**EXERCISE BRIEF:** Skip all lines in the entries below that come before the one containing "of the man's". Repeat that line and the rest exactly.

==== RECORDS SUPPLIED

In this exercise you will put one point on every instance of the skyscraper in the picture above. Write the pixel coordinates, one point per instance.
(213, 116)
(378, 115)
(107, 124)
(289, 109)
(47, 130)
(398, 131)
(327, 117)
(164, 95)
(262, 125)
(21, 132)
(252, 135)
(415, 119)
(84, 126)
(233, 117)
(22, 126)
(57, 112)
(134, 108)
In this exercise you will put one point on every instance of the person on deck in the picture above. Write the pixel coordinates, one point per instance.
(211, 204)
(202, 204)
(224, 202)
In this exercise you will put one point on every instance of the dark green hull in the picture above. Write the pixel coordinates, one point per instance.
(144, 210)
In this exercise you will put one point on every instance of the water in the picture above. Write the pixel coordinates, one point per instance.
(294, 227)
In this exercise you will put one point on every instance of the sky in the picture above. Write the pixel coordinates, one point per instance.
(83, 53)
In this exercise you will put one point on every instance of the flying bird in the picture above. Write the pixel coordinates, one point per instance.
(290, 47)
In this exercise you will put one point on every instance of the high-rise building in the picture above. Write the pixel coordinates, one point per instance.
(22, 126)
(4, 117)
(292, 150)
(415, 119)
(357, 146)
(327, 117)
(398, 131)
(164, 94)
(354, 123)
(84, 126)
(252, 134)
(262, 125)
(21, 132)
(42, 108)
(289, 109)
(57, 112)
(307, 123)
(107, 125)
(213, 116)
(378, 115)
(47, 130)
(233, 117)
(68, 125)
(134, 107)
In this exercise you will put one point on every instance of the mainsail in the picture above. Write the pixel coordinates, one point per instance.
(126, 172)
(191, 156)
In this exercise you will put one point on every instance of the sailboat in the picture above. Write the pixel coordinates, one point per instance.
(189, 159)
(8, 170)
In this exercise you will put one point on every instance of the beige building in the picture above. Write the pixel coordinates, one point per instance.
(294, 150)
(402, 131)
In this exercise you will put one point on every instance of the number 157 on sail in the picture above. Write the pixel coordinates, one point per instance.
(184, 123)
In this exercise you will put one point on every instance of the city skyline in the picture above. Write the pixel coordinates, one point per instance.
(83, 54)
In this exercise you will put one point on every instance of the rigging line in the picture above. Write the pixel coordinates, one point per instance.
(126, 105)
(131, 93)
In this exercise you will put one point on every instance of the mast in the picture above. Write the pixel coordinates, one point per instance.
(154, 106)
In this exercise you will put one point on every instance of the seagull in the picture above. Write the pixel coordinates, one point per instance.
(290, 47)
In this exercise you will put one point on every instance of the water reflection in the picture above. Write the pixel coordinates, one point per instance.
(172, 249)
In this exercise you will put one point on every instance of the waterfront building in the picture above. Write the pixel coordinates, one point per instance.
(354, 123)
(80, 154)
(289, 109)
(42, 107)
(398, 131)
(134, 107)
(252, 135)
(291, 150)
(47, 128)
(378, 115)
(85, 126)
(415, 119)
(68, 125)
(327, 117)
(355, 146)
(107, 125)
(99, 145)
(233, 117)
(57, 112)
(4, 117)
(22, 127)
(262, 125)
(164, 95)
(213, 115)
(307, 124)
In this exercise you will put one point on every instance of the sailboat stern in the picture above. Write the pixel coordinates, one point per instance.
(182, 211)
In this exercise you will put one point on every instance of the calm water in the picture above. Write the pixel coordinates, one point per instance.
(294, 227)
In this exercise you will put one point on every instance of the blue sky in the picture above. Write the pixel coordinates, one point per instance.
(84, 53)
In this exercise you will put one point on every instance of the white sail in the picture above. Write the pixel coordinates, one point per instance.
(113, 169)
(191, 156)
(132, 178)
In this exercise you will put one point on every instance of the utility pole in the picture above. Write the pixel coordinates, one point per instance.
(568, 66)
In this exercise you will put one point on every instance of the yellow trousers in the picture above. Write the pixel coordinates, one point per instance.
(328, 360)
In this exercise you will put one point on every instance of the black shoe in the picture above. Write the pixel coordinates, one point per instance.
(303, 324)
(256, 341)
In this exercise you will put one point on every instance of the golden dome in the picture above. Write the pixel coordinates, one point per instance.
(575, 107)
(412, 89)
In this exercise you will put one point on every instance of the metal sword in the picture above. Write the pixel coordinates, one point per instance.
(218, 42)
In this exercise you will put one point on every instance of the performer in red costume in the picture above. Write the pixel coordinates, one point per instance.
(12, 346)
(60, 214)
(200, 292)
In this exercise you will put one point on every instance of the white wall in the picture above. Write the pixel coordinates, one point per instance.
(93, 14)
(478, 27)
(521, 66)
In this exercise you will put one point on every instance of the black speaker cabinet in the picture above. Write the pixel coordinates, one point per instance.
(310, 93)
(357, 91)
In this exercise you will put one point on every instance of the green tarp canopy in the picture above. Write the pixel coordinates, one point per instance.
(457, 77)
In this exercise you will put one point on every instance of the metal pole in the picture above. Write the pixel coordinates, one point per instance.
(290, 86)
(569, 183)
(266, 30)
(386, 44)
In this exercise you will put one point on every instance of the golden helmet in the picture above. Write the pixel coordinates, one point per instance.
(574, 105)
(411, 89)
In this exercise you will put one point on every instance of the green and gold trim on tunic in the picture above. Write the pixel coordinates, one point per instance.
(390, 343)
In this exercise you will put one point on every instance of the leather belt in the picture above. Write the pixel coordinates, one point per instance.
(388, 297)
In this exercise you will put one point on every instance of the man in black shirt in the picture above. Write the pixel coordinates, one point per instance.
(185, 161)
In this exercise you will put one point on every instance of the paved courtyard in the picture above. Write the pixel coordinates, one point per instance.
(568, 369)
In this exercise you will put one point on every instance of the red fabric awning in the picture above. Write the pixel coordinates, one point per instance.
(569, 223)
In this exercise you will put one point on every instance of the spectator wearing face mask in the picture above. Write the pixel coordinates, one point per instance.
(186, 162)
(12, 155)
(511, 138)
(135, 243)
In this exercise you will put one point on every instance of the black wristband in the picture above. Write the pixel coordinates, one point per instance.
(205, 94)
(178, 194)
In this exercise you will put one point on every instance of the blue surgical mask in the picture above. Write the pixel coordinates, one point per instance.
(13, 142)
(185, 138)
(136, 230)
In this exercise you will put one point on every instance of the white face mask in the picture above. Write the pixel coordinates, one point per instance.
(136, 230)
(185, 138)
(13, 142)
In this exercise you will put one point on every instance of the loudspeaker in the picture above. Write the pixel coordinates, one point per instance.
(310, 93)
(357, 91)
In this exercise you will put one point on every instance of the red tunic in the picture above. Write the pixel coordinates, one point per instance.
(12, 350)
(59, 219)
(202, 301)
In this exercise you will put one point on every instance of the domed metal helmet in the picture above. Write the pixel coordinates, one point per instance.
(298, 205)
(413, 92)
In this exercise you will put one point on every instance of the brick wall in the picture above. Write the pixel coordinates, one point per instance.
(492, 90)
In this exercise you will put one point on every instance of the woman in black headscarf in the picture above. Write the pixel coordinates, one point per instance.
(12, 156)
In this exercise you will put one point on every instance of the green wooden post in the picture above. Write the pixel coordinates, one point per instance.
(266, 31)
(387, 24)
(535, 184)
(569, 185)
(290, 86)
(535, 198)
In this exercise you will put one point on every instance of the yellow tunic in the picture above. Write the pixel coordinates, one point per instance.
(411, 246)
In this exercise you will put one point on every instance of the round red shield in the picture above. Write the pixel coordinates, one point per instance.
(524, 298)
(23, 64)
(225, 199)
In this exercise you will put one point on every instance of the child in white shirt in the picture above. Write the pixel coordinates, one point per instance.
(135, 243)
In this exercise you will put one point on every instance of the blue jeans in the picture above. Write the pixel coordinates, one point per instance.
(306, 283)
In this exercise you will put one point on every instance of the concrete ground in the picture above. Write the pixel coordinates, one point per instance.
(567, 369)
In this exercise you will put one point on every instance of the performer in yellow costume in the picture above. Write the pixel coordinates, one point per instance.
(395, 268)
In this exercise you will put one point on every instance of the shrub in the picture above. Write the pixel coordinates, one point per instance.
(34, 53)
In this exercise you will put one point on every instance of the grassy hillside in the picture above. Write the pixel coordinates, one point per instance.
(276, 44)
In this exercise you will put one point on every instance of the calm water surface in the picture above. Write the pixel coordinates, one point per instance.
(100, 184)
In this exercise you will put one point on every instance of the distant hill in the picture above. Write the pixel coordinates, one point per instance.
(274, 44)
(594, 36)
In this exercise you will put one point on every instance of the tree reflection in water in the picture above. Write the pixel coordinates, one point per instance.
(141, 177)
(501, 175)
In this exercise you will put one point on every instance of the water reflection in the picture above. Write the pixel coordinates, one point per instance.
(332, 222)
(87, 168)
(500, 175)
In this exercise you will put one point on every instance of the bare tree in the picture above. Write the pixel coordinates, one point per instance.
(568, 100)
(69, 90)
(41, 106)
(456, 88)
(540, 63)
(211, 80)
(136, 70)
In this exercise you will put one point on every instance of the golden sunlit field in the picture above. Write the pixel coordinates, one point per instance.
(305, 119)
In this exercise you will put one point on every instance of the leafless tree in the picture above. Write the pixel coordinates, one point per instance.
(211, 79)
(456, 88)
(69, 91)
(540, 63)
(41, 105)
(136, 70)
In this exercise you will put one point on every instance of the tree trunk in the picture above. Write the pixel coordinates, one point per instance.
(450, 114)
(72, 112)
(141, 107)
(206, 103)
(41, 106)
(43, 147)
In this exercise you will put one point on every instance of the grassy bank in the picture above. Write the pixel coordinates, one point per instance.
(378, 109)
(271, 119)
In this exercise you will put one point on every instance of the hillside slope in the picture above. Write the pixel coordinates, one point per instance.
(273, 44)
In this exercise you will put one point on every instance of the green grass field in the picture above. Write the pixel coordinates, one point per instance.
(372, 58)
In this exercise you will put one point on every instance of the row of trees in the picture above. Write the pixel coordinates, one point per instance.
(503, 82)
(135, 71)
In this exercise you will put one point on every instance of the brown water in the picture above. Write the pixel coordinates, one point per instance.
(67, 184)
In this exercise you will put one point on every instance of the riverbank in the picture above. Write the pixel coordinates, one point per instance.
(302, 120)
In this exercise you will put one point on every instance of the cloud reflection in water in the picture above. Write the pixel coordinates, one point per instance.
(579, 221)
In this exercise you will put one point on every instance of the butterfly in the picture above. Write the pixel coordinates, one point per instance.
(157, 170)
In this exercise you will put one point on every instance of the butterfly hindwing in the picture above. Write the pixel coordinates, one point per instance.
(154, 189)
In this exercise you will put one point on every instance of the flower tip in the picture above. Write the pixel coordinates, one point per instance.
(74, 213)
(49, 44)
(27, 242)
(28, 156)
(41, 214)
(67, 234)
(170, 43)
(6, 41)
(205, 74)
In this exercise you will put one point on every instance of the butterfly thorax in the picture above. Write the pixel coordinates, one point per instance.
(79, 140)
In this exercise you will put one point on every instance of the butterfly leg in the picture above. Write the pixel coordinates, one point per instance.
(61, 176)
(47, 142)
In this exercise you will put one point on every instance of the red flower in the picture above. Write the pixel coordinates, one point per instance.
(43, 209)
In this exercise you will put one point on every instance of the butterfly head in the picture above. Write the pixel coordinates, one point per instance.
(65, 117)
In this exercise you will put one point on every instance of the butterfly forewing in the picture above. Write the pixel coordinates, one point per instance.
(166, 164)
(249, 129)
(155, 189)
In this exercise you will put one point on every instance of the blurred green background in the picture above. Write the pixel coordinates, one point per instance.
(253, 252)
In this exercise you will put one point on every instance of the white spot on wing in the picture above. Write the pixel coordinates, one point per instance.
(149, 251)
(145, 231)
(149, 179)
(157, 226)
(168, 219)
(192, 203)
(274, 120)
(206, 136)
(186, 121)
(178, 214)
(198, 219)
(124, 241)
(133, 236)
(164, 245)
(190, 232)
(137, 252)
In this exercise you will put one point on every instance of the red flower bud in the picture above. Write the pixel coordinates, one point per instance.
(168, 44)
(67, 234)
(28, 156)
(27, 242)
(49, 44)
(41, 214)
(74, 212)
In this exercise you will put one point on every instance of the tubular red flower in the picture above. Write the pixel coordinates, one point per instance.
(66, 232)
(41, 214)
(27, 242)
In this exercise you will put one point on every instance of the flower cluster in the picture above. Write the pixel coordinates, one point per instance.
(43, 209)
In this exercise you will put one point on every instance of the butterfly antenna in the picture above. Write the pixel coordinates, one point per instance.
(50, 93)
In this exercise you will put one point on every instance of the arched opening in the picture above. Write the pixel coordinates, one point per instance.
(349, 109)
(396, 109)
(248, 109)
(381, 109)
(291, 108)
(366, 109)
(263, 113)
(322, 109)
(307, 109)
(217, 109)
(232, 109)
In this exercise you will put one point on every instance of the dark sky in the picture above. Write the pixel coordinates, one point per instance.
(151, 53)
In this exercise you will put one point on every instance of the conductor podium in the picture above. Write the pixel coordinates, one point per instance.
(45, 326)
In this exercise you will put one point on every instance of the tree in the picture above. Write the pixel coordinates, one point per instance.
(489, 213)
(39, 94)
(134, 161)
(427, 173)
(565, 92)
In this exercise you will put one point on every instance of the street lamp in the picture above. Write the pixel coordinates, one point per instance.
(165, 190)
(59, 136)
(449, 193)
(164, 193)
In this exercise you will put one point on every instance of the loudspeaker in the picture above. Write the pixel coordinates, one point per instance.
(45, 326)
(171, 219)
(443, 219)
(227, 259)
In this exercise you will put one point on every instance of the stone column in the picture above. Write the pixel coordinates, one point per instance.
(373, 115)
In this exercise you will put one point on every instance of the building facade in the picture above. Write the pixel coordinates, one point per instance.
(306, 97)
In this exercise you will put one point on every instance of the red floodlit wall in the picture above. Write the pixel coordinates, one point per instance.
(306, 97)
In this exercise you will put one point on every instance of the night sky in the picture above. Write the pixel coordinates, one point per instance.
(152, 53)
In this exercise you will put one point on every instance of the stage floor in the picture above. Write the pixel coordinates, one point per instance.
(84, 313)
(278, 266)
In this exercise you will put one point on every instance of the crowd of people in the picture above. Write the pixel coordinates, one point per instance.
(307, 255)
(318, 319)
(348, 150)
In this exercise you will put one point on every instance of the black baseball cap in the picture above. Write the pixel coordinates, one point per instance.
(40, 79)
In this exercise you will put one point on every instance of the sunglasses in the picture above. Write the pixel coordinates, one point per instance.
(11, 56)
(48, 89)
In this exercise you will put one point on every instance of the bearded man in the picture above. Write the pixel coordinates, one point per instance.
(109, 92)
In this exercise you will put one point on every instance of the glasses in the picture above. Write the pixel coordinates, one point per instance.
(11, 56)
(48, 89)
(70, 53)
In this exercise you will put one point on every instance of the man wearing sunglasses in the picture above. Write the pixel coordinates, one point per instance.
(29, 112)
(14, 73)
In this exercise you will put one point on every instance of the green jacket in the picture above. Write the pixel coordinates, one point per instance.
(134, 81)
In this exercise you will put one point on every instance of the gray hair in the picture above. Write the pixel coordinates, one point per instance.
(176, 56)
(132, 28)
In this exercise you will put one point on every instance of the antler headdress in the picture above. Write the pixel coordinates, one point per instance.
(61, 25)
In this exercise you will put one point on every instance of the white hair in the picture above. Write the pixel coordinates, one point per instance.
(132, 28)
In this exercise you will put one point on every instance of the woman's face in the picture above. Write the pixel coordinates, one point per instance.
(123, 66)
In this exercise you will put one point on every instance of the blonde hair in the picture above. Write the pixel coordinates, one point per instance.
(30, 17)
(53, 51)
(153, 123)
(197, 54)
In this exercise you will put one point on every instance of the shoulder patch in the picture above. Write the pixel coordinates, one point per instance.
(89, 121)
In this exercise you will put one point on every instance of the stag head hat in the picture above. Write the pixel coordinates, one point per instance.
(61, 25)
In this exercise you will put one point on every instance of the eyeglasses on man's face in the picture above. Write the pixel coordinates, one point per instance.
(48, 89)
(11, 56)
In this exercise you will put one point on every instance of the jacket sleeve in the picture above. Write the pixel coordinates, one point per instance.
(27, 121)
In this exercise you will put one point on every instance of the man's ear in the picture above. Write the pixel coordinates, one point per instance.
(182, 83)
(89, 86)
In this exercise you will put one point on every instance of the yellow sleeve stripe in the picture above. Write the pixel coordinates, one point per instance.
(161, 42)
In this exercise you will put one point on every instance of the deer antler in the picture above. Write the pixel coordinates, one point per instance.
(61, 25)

========

**TASK SOLUTION:**
In this exercise you will put one point on every instance of the man's ear in the picture above. Write the pixel coordinates, one point per instance.
(182, 83)
(89, 86)
In this exercise you will put one point on every instance of the yellow sleeve stripe in the picture above. Write the pixel coordinates, one point per instance.
(161, 42)
In this exercise you will put one point on every instance of the deer antler in the picture above. Write the pixel coordinates, one point per instance.
(61, 25)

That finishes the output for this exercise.